- **Input data**
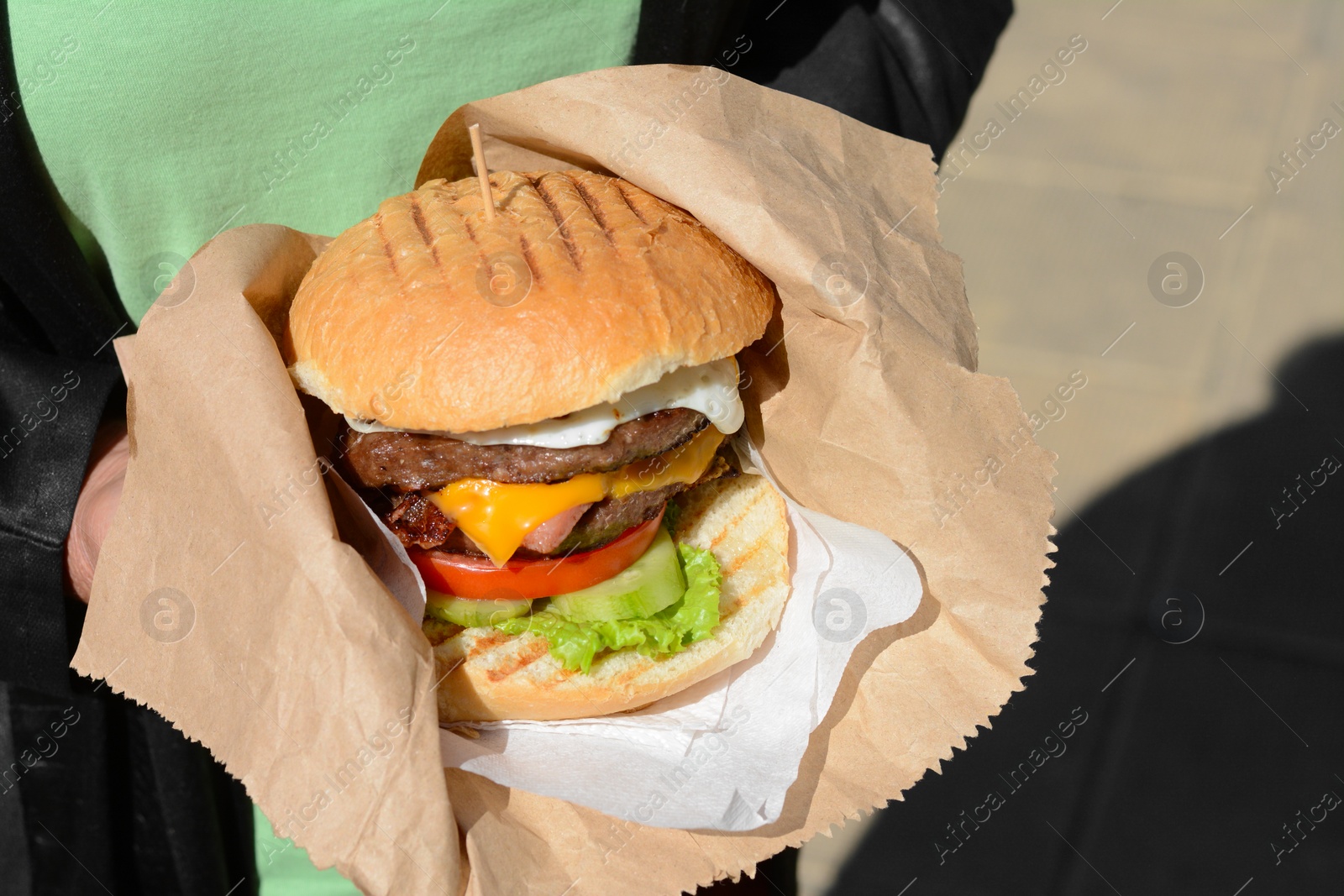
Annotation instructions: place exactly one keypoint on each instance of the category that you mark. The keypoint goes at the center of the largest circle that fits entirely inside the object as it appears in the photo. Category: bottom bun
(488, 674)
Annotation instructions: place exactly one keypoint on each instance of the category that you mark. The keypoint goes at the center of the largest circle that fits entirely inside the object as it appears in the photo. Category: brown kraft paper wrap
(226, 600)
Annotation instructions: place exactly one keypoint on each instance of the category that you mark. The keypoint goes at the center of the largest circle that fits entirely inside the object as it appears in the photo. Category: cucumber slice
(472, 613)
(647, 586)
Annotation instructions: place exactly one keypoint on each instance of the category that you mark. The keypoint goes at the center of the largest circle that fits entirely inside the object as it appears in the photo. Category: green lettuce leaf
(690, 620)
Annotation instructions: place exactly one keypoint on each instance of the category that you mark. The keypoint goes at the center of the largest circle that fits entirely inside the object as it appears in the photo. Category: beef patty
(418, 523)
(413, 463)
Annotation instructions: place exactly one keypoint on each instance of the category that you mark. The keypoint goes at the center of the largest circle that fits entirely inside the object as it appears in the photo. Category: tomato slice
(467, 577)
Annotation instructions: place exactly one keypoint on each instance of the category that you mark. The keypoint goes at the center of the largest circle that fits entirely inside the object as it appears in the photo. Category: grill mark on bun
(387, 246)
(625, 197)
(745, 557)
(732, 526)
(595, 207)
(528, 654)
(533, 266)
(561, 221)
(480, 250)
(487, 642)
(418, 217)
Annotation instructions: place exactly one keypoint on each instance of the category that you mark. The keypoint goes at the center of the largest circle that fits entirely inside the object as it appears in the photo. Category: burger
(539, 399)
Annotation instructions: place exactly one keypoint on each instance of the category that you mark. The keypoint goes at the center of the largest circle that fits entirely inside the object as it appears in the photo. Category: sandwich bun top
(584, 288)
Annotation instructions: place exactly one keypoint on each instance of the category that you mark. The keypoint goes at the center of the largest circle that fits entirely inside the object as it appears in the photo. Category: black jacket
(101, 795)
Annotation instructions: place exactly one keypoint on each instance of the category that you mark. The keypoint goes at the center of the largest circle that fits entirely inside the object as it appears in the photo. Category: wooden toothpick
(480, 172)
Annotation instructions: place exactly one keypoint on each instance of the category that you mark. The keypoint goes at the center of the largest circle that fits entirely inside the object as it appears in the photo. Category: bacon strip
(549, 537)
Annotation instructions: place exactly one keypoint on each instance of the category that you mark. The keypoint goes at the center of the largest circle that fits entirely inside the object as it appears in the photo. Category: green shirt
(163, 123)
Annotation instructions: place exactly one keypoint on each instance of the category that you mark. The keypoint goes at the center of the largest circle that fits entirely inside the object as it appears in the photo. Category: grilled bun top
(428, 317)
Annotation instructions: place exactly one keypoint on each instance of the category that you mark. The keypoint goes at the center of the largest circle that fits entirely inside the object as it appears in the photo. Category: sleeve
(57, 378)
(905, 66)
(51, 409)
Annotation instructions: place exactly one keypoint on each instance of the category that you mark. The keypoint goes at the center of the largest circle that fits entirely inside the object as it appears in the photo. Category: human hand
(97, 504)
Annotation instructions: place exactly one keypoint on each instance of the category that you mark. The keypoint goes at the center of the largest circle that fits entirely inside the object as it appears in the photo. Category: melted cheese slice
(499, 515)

- **Work task**
Exclude every picture, then reproduce the remaining data character for character.

- **Exercise response**
Annotation instructions: place exactly one keypoint on each instance of the category that you mark. The keypoint goes at the center of the largest circle that fits entirely inside the object as it appears in the photo. Category: bottom bun
(488, 674)
Annotation instructions: place exactly one keypoint on each instance of the category that you mark. The keypoint goes at the center of the largest circle that fits entirely inside the object as it appears in the photo. Category: brown kraft paper wrap
(226, 600)
Annotation instructions: place exactly one keypoint on each instance of the category that you mark. The keypoint goes at the center of the largest circle that fits entirely inside the object as it appears in the photo. Category: cucumber slice
(472, 613)
(647, 586)
Annotation instructions: place exactly one keypoint on each instance of the category that you mark. The keypoint goes at the center of the largest circle that fits entirely inside the object as it appears in the photo. Category: green lettuce leaf
(690, 620)
Annotation instructions: place exactly one keypoint on each instance of the category that you mark. The keypoint goes at the center of the largest circle that fits entirely inside the object as it appears in the photo. Category: beef patty
(418, 523)
(413, 463)
Annotation instructions: place exactly one keypoint on each instance of the category that you mark. The keypoint goes at the center of the largest circle that fits entirely inside the object as it appears in the photo. Category: tomato slice
(467, 577)
Annotation instructions: place exactly one keypoint on each instance of the category that you mark. The keypoint goes at the center of the largest circle that fits entirely inside the object as it appears in the photo. Category: grill mark on bun
(387, 246)
(625, 197)
(745, 557)
(732, 526)
(595, 207)
(528, 654)
(533, 266)
(561, 221)
(480, 250)
(487, 642)
(418, 217)
Annotation instructions: place exactly one keypoint on each instance of the category that you mark. The keypoint goes at the center of the largest circle that fits entirely inside the object as it appears in the photo. Category: burger
(539, 399)
Annotation instructions: place exactly one keypoint on each instance of the category that you mark. The keypoint goes at the center of the largest circle that fits entirely inside the object as it appears in the photo. Category: sandwich bun top
(584, 288)
Annotation instructions: place exactly one keypoint on each instance of the category that you mark. The keypoint goes at the center of the largest circle that fits entirely inside the object as it appears in the photo. Category: black jacket
(101, 795)
Annotation instructions: place exactly one keypoint on each instance of the category that you mark. The keypoint goes at the center of the largest circle that fits entirely inside the object as it appears in the photo. Category: wooden toothpick
(480, 172)
Annotation instructions: place exactly one keypoint on each instance of the category that you mark. The keypoint goes at the center of the largest circle that fits entirely inside the object as it appears in the photo. Category: bacon strip
(549, 537)
Annotation instructions: place exactly one keypoint on each instance of the category that you mark. The keypoint goes at the center of the largest circle that fits entirely inside the object as it appears in the photo. Category: green shirt
(163, 123)
Annotation instructions: place exactly one keypoint on each instance of the category that you mark. The keypoint goes at the center of the largest circle that fits entirely inside the object as it appears in the photo. Category: grilled bun top
(428, 317)
Annotation instructions: place exactly one keypoint on each instance of the category that you mark. The keypoint goes at the center of the largest circle that fits entirely inside the object as it appears in the photo. Category: sleeve
(57, 378)
(905, 66)
(51, 409)
Annotation instructions: place exactly one keypoint on each instance of the category that you mark. The keypoint goes at the center of the largest circle that fits entirely inside the object as it appears in the photo. Category: human hand
(97, 504)
Annotation instructions: place exactly one keypoint on each instance of the category that you mark. The keypoint goes at the center of the largest circle that fits entirely inside the object as it appears in the photo. Category: melted cheese slice
(499, 515)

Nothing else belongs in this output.